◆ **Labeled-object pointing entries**
┌────────

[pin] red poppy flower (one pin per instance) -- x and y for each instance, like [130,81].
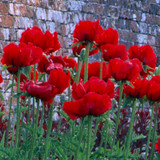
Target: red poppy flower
[1,79]
[43,90]
[59,79]
[53,62]
[69,62]
[108,36]
[157,145]
[139,89]
[94,70]
[46,41]
[153,92]
[77,49]
[124,70]
[86,31]
[145,54]
[20,56]
[111,51]
[90,99]
[101,87]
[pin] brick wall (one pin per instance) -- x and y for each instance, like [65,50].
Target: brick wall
[137,21]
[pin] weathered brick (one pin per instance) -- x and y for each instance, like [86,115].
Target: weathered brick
[151,40]
[143,27]
[41,13]
[20,10]
[6,21]
[75,5]
[23,22]
[135,26]
[50,26]
[60,5]
[4,8]
[142,38]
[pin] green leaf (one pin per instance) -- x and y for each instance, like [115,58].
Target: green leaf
[5,67]
[22,94]
[10,86]
[130,84]
[138,137]
[77,44]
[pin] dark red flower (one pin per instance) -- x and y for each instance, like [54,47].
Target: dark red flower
[1,79]
[111,51]
[145,54]
[86,31]
[157,145]
[108,36]
[90,99]
[94,70]
[43,90]
[69,62]
[21,55]
[153,92]
[46,41]
[139,89]
[59,79]
[124,70]
[77,49]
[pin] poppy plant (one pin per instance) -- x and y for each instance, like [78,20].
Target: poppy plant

└────────

◆ **Instructions for the task**
Write out the material above again, swapping each "one pin per instance" for "one point per instance" and changing nothing else. Leave the pictures out of your copy.

◆ **Written response**
[pin] red poppy flower (one point per instance) -- x and y for each instance, like [130,81].
Target: red poppy flower
[1,79]
[43,90]
[59,79]
[53,62]
[69,62]
[108,36]
[157,145]
[139,89]
[94,70]
[46,41]
[153,92]
[77,49]
[124,70]
[86,31]
[145,54]
[20,56]
[111,51]
[90,99]
[101,87]
[pin] brick wall (one point per instance) -- x and y for each instance, like [65,50].
Target: brick wall
[137,21]
[pin] weathered brick (one point per instance) -- x and y for each instance, like [86,115].
Target: weathered brick
[151,40]
[143,27]
[41,13]
[20,10]
[6,21]
[75,5]
[23,22]
[135,26]
[50,26]
[60,5]
[4,8]
[142,38]
[pin] green leaf (one point per instance) -- x and y for each instance, like [115,58].
Target: green leaf
[5,67]
[22,94]
[10,86]
[130,84]
[138,137]
[77,44]
[pin] dark red flower (one point per instance) -- x and y for each instance, like [54,47].
Target: dark red flower
[1,79]
[111,51]
[145,54]
[86,31]
[157,145]
[108,36]
[90,99]
[94,70]
[43,90]
[69,62]
[21,55]
[153,92]
[46,41]
[139,89]
[59,79]
[124,70]
[77,49]
[pin] poppy plant (one point per instance) -- x and y for each instance, like [78,20].
Target: poppy plant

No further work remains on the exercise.